Instruction – Pick up the review of Costello's album National Ransom after its final sentence and keep writing it.

Supplied text –
It's a scattershot approach that mostly works well. The self-titled album opener and "Five Small Words" are classic Costello rock songs, though the equally up-tempo "The Spell That You Cast" sounds to me like a bad Brutal Youth outtake; as fun as the song is, it tends to feel every bit as slight as something like "Playboy to a Man" or "Luxembourg." There are hints of jazz in "Jimmie Standing in the Rain," a song that contains some of the album's best lines ("forgotten man/ Indifferent nation") and, with its references to "slow coaches rolling o'er the moor" and a cowboy singer "mild and bitter from tuberculosis," is presumably about Jimmie Rodgers. Steel guitar features prominently on "I Lost You," "That's Not the Part of Him You're Leaving" and "Dr. Watson, I Presume," a trio of solid songs that owe a debt to Americana/country every bit as much as Almost Blue did before them. Costello was always a folk singer of sorts at heart - a fact obscured by his pissed-off persona, surly disposition and infamous fixation with exacting revenge through his lyrics - so it's fitting that unadorned and simply-arranged songs like "All These Strangers" and "Bullets for the New-Born King" offer National Ransom's most enduring moments. An acoustic assassin's lament that consists of only Costello and acoustic guitar, "Bullets" interweaves history and geography and contains some of the album's most evocative imagery and will likely age better than some of the album's genre-specific tracks.

Data segment –
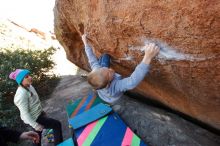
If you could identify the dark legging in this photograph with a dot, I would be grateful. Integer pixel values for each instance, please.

Answer to this exercise –
Like most Costello albums, the writing is exceptional, with characters like a stage-door Josephine, charlatans and princes, privateers and brigands, a double-agent girl and disgraced priest heading for some unnamed border flittering in and out of these songs. Costello's occasional bouts of verbosity sometimes rear their wordy heads, and shades of North unfortunately creep in on "You Hung the Moon," a song about a dead soldier that's ultimately wrecked by Costello's exaggeratedly theatrical vocals and strings that are laid on pretty thick, but these spots are rare. If National Ransom was a debut album from an indie band with a bizarre name we'd all say it lacks focus and lives too much in the past. But with Costello such absence of uniformity somehow works, and his latest album again confirms that he's simply an expert musician who damn well knows what he's doing, witty critical characterizations be damned.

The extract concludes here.